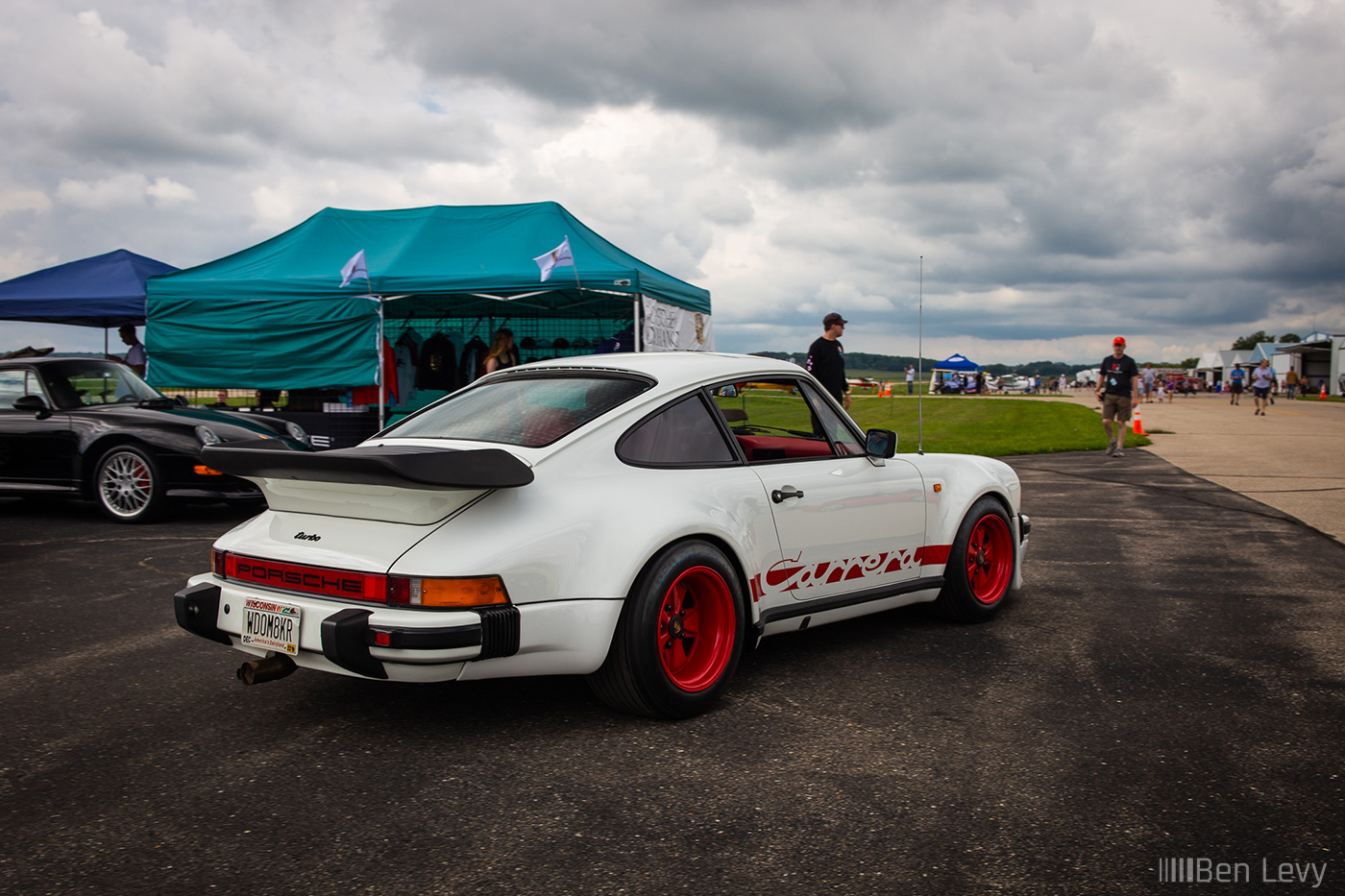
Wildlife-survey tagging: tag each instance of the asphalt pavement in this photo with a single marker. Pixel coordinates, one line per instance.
(1291, 458)
(1169, 684)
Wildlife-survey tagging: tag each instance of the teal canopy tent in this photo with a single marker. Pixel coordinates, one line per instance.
(276, 316)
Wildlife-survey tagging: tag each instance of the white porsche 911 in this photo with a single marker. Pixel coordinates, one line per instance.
(636, 519)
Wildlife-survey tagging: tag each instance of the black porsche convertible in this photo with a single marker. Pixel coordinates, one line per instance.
(93, 428)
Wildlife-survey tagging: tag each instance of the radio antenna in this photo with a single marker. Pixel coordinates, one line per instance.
(920, 368)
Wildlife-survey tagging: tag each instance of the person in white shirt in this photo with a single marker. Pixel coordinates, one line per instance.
(1263, 376)
(136, 355)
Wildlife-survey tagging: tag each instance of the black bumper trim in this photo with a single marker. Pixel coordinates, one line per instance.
(501, 631)
(823, 604)
(347, 638)
(343, 642)
(197, 610)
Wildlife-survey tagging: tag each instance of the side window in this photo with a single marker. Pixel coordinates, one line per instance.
(833, 425)
(683, 435)
(11, 388)
(783, 420)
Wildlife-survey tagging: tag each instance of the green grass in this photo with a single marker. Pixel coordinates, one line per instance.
(989, 425)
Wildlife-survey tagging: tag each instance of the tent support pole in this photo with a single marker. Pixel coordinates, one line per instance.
(379, 362)
(920, 363)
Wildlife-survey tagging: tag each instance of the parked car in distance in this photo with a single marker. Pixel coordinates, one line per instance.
(93, 428)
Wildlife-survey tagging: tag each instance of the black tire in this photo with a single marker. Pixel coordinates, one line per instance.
(981, 566)
(128, 485)
(679, 635)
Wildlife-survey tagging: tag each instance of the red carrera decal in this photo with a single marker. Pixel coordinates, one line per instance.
(793, 573)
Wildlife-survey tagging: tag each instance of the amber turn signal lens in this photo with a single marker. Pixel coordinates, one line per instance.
(463, 593)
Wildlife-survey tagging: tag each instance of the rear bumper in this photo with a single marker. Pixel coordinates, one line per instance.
(352, 640)
(549, 638)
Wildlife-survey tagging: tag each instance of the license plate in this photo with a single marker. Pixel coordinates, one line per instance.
(271, 626)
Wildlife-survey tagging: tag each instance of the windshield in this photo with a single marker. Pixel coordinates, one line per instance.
(527, 410)
(77, 382)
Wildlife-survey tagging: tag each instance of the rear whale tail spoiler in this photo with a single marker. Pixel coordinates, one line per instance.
(400, 466)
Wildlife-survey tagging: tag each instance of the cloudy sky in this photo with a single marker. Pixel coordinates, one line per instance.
(1167, 170)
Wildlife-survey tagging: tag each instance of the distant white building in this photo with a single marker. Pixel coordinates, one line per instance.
(1318, 359)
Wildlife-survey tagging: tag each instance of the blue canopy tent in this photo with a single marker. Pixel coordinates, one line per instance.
(954, 363)
(104, 291)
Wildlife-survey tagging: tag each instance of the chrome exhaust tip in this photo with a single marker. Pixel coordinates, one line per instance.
(269, 668)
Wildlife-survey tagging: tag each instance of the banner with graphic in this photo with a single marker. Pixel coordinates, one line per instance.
(672, 328)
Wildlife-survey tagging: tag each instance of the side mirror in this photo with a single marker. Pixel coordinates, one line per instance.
(34, 403)
(881, 443)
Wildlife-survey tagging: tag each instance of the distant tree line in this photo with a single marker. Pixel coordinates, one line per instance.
(1259, 336)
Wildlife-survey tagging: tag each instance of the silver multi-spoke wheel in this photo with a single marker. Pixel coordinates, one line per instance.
(128, 485)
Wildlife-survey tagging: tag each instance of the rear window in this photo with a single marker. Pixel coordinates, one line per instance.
(528, 410)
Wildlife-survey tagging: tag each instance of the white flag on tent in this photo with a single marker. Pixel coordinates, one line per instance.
(354, 268)
(557, 257)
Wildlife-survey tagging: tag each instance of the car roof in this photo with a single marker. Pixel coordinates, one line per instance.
(672, 368)
(47, 359)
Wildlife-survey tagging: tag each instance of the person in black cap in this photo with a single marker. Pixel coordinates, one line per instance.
(826, 358)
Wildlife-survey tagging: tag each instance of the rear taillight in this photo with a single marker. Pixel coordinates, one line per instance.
(406, 591)
(480, 591)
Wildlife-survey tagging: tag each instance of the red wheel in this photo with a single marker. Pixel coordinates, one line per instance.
(989, 559)
(679, 635)
(981, 564)
(696, 628)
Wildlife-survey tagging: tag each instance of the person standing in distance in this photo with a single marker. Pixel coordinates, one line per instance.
(1263, 378)
(1118, 389)
(136, 356)
(826, 358)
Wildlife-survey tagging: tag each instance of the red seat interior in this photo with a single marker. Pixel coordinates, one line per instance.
(770, 447)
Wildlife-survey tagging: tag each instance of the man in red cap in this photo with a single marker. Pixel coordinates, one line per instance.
(826, 358)
(1116, 390)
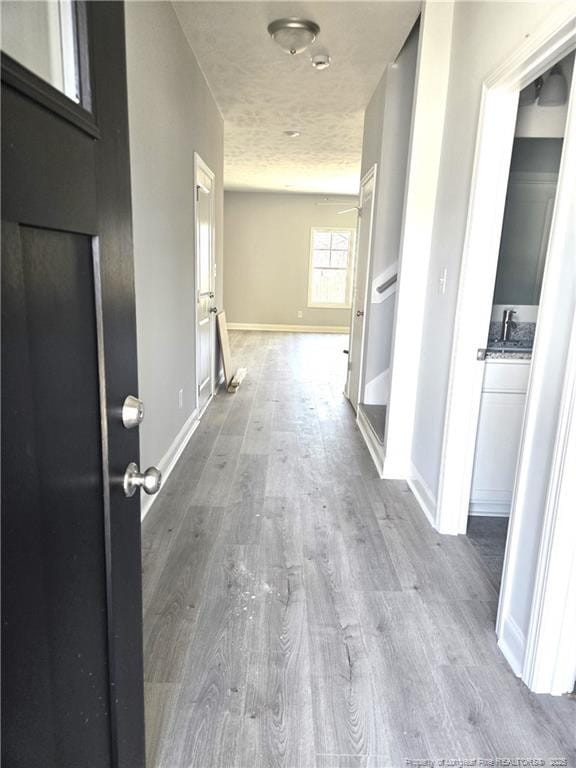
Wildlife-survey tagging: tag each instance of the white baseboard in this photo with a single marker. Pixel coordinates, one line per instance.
(374, 446)
(489, 509)
(512, 643)
(423, 494)
(168, 461)
(288, 328)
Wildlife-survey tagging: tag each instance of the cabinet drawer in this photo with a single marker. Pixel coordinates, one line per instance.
(506, 376)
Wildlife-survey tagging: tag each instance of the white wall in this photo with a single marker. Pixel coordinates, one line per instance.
(484, 35)
(172, 114)
(267, 252)
(31, 35)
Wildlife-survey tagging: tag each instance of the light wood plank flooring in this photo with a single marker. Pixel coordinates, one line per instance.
(300, 612)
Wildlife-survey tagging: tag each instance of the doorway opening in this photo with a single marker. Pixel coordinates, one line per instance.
(528, 211)
(205, 282)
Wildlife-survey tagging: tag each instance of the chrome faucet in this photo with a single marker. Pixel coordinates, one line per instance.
(508, 324)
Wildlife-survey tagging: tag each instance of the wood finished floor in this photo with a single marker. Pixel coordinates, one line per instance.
(300, 612)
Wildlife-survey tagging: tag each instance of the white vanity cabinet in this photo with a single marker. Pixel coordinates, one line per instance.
(498, 437)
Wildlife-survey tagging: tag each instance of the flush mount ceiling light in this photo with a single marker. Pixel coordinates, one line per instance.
(320, 61)
(293, 35)
(529, 94)
(554, 92)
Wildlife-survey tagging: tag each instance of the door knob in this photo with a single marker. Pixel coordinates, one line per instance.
(132, 412)
(150, 480)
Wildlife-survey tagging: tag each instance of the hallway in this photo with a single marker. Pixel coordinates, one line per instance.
(298, 611)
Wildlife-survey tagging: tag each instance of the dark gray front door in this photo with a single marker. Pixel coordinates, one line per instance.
(72, 694)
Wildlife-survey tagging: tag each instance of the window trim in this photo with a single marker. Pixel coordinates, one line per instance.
(350, 269)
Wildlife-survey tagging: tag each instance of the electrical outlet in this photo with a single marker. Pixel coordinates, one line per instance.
(442, 281)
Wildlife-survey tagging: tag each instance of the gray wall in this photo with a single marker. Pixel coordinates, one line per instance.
(172, 114)
(492, 31)
(536, 155)
(266, 256)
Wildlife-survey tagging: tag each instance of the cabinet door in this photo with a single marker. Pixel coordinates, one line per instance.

════

◆ **What is required**:
Look above for the line that holds "Wildlife-survey tagging: tag each instance of the hallway", then copy it and each line after it exactly, through the last line of the data.

◆ **Solved exercise**:
Wildlife-survey tagging: tag each instance of the hallway in this photo with a single marker. Pixel coordinates, one line per instance.
(298, 611)
Wildlife-survey tagging: tag each instance of the dark gray front door in this photo with a single marker. Pixel coordinates, one line per instance.
(72, 694)
Wildlife-survey tagging: tag each instance of the window trim in this photo with a single marker. Pixel coordinates, one line per instance.
(350, 269)
Wildlife-survey tagging: tag each instance of the electrical outlet in this photo with a single marker. Pixel coordinates, one line per instance.
(442, 281)
Wildlife-survey tagging: tag each instance of the gray wall in this photo with a single marker. Pixel coordinates, one line per instance.
(172, 114)
(492, 31)
(536, 155)
(266, 256)
Wildlife-survey tagging: tag each instance of the cabinet door in this photo with a single marker. Pixel coordinates, one line per instance.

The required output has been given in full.